-- Opening Marker --

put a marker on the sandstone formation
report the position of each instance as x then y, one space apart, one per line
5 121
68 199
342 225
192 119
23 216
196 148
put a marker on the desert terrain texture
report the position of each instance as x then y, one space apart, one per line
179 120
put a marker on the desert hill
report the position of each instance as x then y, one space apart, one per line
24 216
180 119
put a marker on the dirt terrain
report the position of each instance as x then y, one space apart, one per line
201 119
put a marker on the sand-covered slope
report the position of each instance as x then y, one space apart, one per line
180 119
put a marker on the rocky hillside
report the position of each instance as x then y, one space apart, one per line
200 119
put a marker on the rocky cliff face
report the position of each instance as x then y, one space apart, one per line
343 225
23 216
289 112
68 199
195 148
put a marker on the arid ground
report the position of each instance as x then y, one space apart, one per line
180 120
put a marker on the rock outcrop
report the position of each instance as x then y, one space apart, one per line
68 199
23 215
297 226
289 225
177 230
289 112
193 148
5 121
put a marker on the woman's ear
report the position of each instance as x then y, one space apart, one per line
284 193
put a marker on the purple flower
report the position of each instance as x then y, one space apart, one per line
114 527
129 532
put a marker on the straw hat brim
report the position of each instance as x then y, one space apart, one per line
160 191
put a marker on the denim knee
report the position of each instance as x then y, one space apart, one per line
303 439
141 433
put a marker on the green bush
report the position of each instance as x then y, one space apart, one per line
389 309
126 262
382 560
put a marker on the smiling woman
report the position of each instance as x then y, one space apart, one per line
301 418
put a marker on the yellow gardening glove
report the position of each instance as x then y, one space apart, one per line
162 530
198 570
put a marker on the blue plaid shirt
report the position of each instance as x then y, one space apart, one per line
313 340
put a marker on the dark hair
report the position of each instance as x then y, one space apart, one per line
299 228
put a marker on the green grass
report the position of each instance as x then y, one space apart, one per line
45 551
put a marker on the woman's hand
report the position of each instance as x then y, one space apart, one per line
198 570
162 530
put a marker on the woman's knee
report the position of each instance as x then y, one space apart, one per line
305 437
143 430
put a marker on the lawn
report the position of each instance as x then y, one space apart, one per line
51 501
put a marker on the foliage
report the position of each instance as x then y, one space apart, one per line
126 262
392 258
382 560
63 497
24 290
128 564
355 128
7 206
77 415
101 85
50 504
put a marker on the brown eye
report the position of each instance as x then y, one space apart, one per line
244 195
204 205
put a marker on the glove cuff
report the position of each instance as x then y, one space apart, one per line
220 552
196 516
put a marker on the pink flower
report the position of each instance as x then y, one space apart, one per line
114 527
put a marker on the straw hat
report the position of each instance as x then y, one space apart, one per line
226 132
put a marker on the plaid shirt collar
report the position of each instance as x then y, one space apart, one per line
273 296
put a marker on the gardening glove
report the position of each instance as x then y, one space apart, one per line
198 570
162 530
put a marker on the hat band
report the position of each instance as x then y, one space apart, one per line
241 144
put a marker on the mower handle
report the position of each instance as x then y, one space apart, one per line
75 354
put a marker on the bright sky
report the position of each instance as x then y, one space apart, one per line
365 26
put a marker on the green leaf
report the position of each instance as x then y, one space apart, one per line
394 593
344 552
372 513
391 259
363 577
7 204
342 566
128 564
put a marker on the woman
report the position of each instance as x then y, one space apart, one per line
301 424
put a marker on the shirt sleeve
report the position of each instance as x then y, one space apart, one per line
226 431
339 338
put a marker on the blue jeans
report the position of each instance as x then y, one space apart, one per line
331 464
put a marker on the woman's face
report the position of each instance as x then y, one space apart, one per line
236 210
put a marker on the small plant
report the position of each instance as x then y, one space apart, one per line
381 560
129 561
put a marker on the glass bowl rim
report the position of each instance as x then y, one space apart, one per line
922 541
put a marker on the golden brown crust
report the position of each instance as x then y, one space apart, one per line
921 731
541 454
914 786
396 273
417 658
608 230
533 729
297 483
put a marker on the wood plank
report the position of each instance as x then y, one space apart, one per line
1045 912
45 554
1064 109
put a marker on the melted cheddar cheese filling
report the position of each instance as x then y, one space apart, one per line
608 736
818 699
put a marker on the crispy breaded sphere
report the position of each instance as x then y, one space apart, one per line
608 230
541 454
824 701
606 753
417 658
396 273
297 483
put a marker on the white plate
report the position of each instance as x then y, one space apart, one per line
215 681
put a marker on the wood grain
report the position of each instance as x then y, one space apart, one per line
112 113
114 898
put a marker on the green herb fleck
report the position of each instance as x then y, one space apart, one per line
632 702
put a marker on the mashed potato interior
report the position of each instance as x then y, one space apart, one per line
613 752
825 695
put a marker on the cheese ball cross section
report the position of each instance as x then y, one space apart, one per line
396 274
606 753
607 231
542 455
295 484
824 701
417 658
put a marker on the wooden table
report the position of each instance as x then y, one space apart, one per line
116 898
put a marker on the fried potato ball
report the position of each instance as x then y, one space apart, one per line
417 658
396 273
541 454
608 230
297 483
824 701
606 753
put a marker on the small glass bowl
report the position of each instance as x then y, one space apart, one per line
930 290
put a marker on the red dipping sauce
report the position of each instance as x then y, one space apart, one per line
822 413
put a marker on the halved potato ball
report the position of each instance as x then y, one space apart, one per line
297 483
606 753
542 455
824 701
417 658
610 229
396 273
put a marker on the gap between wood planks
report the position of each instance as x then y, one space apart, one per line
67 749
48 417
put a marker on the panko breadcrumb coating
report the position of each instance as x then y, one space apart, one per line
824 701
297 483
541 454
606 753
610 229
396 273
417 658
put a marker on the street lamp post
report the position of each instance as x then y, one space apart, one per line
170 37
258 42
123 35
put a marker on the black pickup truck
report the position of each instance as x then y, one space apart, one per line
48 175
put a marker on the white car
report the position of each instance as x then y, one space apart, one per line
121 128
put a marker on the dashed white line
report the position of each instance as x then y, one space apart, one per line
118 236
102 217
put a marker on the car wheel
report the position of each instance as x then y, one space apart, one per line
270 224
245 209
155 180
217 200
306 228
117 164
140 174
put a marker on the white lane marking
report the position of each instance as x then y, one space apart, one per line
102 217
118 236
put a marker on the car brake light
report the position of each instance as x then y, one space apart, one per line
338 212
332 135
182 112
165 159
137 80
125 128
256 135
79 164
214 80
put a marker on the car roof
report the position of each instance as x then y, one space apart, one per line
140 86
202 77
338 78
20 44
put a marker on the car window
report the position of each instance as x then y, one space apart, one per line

-- Closing Marker --

EXERCISE OBJECTIVE | Each of the entries must be written out again exactly.

FINISHED EXERCISE |
put a marker on the sandstone formation
report the position of each instance as x then y, one space apart, one per line
5 121
68 199
342 225
192 119
23 216
196 148
put a marker on the desert terrain texture
report the position of each instance as x then y, one space apart, one per line
179 120
put a marker on the desert hill
report the position of each instance as x then y, one space apart, one per line
24 216
180 119
put a marker on the dirt terrain
report the position of each instance as x then y, one space apart, one per line
201 119
put a marker on the sand-covered slope
report the position of each instance as x then y, one space apart, one per line
180 119
put a marker on the rocky hillside
report the position of each instance as x then y, one space apart, one per line
200 119
put a marker on the rocky cliff face
report the position of each instance as x then y, one space apart, one per line
343 225
23 216
289 112
68 199
195 148
put a marker on the arid ground
report the position of each instance as x then y, one space apart, one per line
180 120
put a marker on the rock outcrop
report the position of each instance as x then y, one space apart, one per line
68 199
23 215
297 226
289 225
177 230
289 112
193 148
5 121
put a marker on the woman's ear
report the position of each instance as x then y, one space apart, one per line
284 193
put a marker on the purple flower
report the position of each instance as x then y, one space apart, one per line
114 527
129 532
put a marker on the straw hat brim
report the position of each instance as x then y, one space apart, one per line
160 191
put a marker on the denim knee
report the position of each instance as x then y, one space apart, one per line
303 439
141 433
put a marker on the green bush
report the position of each instance as x then y, one space apart, one per line
389 309
126 262
382 560
put a marker on the smiling woman
report the position of each instance as x then y, one space apart, one per line
301 418
put a marker on the yellow gardening glove
report the position of each instance as x then y, one space apart, one per line
162 530
198 570
put a marker on the blue plaid shirt
report the position of each instance as x then y, one space apart, one per line
313 340
put a marker on the dark hair
report the position of each instance as x then y, one space apart, one per line
299 228
put a marker on the green grass
report the position of each instance as x then y, one space apart, one per line
45 551
put a marker on the woman's hand
report the position of each instance as x then y, one space apart, one per line
198 570
162 530
put a marker on the woman's knee
report the position of each instance as x then y, one space apart, one per line
305 437
143 430
put a marker on the lawn
report the position of each instance as x then y, one space apart, one per line
51 501
put a marker on the foliage
report the position of each instance as x then y, one space apart, one per line
126 262
392 258
382 560
63 497
24 290
128 564
355 128
7 206
77 415
101 85
50 504
put a marker on the brown eye
report the position of each instance as x then y, one space apart, one per line
244 195
204 205
put a marker on the glove cuff
report the position of each instance as x then y, one space apart, one per line
220 552
196 516
put a marker on the pink flower
report the position of each instance as x then y, one space apart, one per line
114 527
put a marker on the straw hat
report the position of each instance as x then y, one space apart, one per line
226 132
put a marker on the plaid shirt collar
report the position of each instance as x then y, one space apart, one per line
273 296
put a marker on the gardening glove
report the position of each instance as x then y, one space apart, one per line
198 570
162 530
put a marker on the hat band
report the position of each instance as x then y, one space apart, one per line
241 144
put a marker on the mower handle
report the position of each instance as x then y, one space apart, one per line
75 354
put a marker on the bright sky
report the position of each instance as x then y, one space apart, one per line
365 26
put a marker on the green leaf
report the position of each instance as x then y, one space apart, one per line
394 593
344 552
372 513
391 259
363 577
7 204
342 566
128 564
put a marker on the woman
report the position of each instance as x then y, one space apart, one per line
301 424
put a marker on the shirt sleeve
report the position of each instance as x then y, one space apart, one per line
226 431
339 338
put a marker on the blue jeans
report the position of each instance as x then y, one space apart, one per line
331 464
put a marker on the woman's face
report the position of each instance as x then y, one space apart, one per line
236 210
put a marker on the small plant
report the position of each instance as x then y, one space apart, one per line
381 560
129 561
put a marker on the glass bowl rim
report the position of each instance as x then y, one space apart, one per line
922 541
put a marker on the golden brown crust
report the position of each instance as x then y, one space apart, one per line
921 731
541 454
914 786
396 273
417 658
608 230
533 729
297 483
put a marker on the wood plank
report the position of each instance as x then y, one space apart, one per line
1045 912
45 554
1064 109
put a marker on the melted cheddar cheese filling
report the position of each instance as x then y, one space apart, one per line
608 736
818 699
put a marker on the crispy breaded sphere
report the position of each instance as x then y, one space apart, one per line
608 230
541 454
824 701
606 753
417 658
396 273
297 483
put a marker on the white plate
report the position of each instance as x then y, one space apart, one per line
215 681
put a marker on the wood grain
report the position of each instance as x then y, one space apart, one per line
112 113
114 898
put a marker on the green herb fleck
report the position of each instance as x then y, one space apart, one per line
632 702
put a marker on the mashed potato interior
report the position of each instance as x then y, one space apart, one per line
613 752
825 695
put a marker on the cheese ball cross section
report the position of each instance as x then y, one space apart, one per line
396 274
606 753
607 231
542 455
295 484
824 701
417 658
put a marker on the wooden table
report the position of each instance as x then y, one space apart, one per line
116 898
put a marker on the fried potato ball
report the position of each instance as x then y, one space apart, one per line
417 658
396 273
541 454
608 230
297 483
824 701
606 753
put a marker on the small glass bowl
report the position of each instance as x then y, one space apart, one per line
930 290
put a marker on the red dipping sauce
report the position of each instance as x then y, one space apart, one per line
822 413
put a marker on the halved potato ball
report the position of each instance as x then y, one space apart, one per line
297 483
606 753
542 455
824 701
417 658
610 229
396 273
put a marker on the gap between wood planks
report the position of each instance as x then y, one space apart, one per line
67 749
48 417
put a marker on the panko breadcrumb coating
report the position of each instance as x then y, one space apart, one per line
824 701
297 483
541 454
606 753
610 229
396 273
417 658
put a marker on the street lamp post
report the position of each instance as x then y, one space apart, one per line
170 37
258 42
123 35
put a marker on the black pickup truck
report the position of each instance as x then y, one space apart, one per line
48 175
put a marker on the white car
report the position of each instance as x then y, one space apart, one per line
121 128
put a marker on the dashed white line
report the position of each instance as x then y, one space apart, one per line
118 236
102 217
put a marker on the car wheel
report the position of each instance as x then y, one space apart, one per line
270 224
245 209
155 180
217 200
306 228
117 164
140 174
put a marker on the white lane marking
report the position of each instance as x then y, one space apart, one per line
102 217
118 236
put a marker on the car brake light
report the position of each instance as x then y, one space apart, one per line
338 212
332 135
182 112
165 159
137 80
125 128
256 135
79 164
214 80
put a marker on the car roof
report the position of each instance as x then y, one space apart, one per line
140 86
202 77
338 78
20 44
put a marker on the car window
report the position of each instance as x then y, one space apart, one per line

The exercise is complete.